TO DO.
Output the data exactly, with every line intact.

⁂

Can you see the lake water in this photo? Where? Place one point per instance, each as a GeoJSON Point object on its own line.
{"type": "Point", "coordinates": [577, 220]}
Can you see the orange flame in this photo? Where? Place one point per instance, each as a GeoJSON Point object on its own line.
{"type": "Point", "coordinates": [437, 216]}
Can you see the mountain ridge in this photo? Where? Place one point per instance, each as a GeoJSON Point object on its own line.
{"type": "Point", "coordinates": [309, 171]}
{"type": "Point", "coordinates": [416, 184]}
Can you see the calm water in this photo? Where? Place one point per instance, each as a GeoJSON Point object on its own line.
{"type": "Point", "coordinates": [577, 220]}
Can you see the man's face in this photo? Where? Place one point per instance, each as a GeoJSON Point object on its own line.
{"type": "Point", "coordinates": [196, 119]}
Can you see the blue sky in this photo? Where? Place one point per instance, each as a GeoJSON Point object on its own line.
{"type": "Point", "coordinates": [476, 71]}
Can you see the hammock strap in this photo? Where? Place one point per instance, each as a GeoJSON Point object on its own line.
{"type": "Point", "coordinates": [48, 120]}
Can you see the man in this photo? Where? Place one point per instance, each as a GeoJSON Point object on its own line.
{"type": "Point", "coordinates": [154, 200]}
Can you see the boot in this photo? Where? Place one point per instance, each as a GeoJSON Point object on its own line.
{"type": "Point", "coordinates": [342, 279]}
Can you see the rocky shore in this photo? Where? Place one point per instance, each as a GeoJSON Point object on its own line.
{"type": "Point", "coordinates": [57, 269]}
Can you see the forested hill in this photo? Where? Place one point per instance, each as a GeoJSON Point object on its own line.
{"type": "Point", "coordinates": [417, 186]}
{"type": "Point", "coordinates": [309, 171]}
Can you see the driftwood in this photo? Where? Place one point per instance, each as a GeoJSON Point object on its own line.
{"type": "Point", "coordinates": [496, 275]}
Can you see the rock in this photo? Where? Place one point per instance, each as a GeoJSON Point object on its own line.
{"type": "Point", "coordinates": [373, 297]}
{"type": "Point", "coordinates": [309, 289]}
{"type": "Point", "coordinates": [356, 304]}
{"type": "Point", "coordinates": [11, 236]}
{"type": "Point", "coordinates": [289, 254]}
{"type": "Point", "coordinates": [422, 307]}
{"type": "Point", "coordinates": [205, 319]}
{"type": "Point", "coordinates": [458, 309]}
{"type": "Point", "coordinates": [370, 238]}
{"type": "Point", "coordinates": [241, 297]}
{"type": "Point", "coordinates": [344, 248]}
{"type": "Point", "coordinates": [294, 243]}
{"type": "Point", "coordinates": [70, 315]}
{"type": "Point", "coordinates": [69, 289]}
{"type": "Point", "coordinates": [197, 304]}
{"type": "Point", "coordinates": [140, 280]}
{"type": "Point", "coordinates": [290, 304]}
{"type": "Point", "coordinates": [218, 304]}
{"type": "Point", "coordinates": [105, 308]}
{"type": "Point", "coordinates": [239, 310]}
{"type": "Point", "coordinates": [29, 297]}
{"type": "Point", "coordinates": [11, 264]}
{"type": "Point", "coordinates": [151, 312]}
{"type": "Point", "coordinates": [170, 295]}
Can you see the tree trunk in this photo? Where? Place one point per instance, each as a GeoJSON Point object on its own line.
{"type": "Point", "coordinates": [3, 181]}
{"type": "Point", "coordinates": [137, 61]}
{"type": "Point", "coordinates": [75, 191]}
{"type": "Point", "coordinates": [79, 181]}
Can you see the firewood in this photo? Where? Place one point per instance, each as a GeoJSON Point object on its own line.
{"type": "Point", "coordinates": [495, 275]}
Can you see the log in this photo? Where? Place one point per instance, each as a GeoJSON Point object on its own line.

⁂

RESULT FOR THIS EXERCISE.
Can you see the lake water in this photo? Where? Place one point per instance, each as a GeoJSON Point object on its own line.
{"type": "Point", "coordinates": [577, 220]}
Can you see the orange flame in this photo? Where? Place one point per instance, each as a GeoJSON Point object on its own line.
{"type": "Point", "coordinates": [437, 216]}
Can you see the mountain ridge in this photo? Where? Place one point per instance, each as a GeoJSON Point object on its own line.
{"type": "Point", "coordinates": [309, 171]}
{"type": "Point", "coordinates": [416, 184]}
Can you see the calm water in this photo? Where? Place one point per instance, each as a GeoJSON Point object on its own line.
{"type": "Point", "coordinates": [577, 220]}
Can you see the man's face in this photo? Where? Place one point per instance, each as a GeoJSON Point object on its own line.
{"type": "Point", "coordinates": [196, 119]}
Can you see the blue sky in this photo? Where? Place one point per instance, each as a GeoJSON Point object on its own line.
{"type": "Point", "coordinates": [476, 71]}
Can you see the hammock strap in this photo? Where? Place one point per instance, each as a GeoJSON Point object on its own line.
{"type": "Point", "coordinates": [48, 120]}
Can you see the man in this photo? Where? Place one point per instance, each as a GeoJSON Point object on its own line.
{"type": "Point", "coordinates": [154, 200]}
Can you see the boot in this photo? Where? Place one point per instance, each as a GeoJSON Point object on its own line.
{"type": "Point", "coordinates": [342, 279]}
Can you see the rocky shore in this photo? Where? Place one point per instance, each as a GeoJSON Point object on its own line.
{"type": "Point", "coordinates": [57, 269]}
Can you see the forested hill in this photo? Where? Place one point per instance, each as a GeoJSON Point object on its own line.
{"type": "Point", "coordinates": [417, 186]}
{"type": "Point", "coordinates": [309, 171]}
Can you see the driftwood in this photo? Where? Place one point per instance, each as a GeoJSON Point object on its own line.
{"type": "Point", "coordinates": [496, 275]}
Can you see the rock in this photo? Where? Place one point per instance, each as a GeoJSON Point object on its own line.
{"type": "Point", "coordinates": [373, 297]}
{"type": "Point", "coordinates": [309, 289]}
{"type": "Point", "coordinates": [356, 304]}
{"type": "Point", "coordinates": [11, 236]}
{"type": "Point", "coordinates": [289, 254]}
{"type": "Point", "coordinates": [422, 307]}
{"type": "Point", "coordinates": [205, 319]}
{"type": "Point", "coordinates": [458, 309]}
{"type": "Point", "coordinates": [370, 238]}
{"type": "Point", "coordinates": [241, 297]}
{"type": "Point", "coordinates": [344, 248]}
{"type": "Point", "coordinates": [294, 243]}
{"type": "Point", "coordinates": [70, 315]}
{"type": "Point", "coordinates": [69, 289]}
{"type": "Point", "coordinates": [197, 304]}
{"type": "Point", "coordinates": [140, 280]}
{"type": "Point", "coordinates": [290, 304]}
{"type": "Point", "coordinates": [218, 304]}
{"type": "Point", "coordinates": [105, 308]}
{"type": "Point", "coordinates": [239, 310]}
{"type": "Point", "coordinates": [29, 297]}
{"type": "Point", "coordinates": [11, 264]}
{"type": "Point", "coordinates": [151, 312]}
{"type": "Point", "coordinates": [170, 295]}
Can you see the tree trunk in this photo? Where? Place one point per instance, each as a GeoJSON Point object on its own line.
{"type": "Point", "coordinates": [3, 181]}
{"type": "Point", "coordinates": [137, 61]}
{"type": "Point", "coordinates": [75, 191]}
{"type": "Point", "coordinates": [79, 181]}
Can you see the firewood in this photo? Where? Place one point per instance, each as a GeoJSON Point object on its own line.
{"type": "Point", "coordinates": [495, 275]}
Can you see the log in this photo? Where? Place one point per instance, each as a GeoJSON Point object on its own line.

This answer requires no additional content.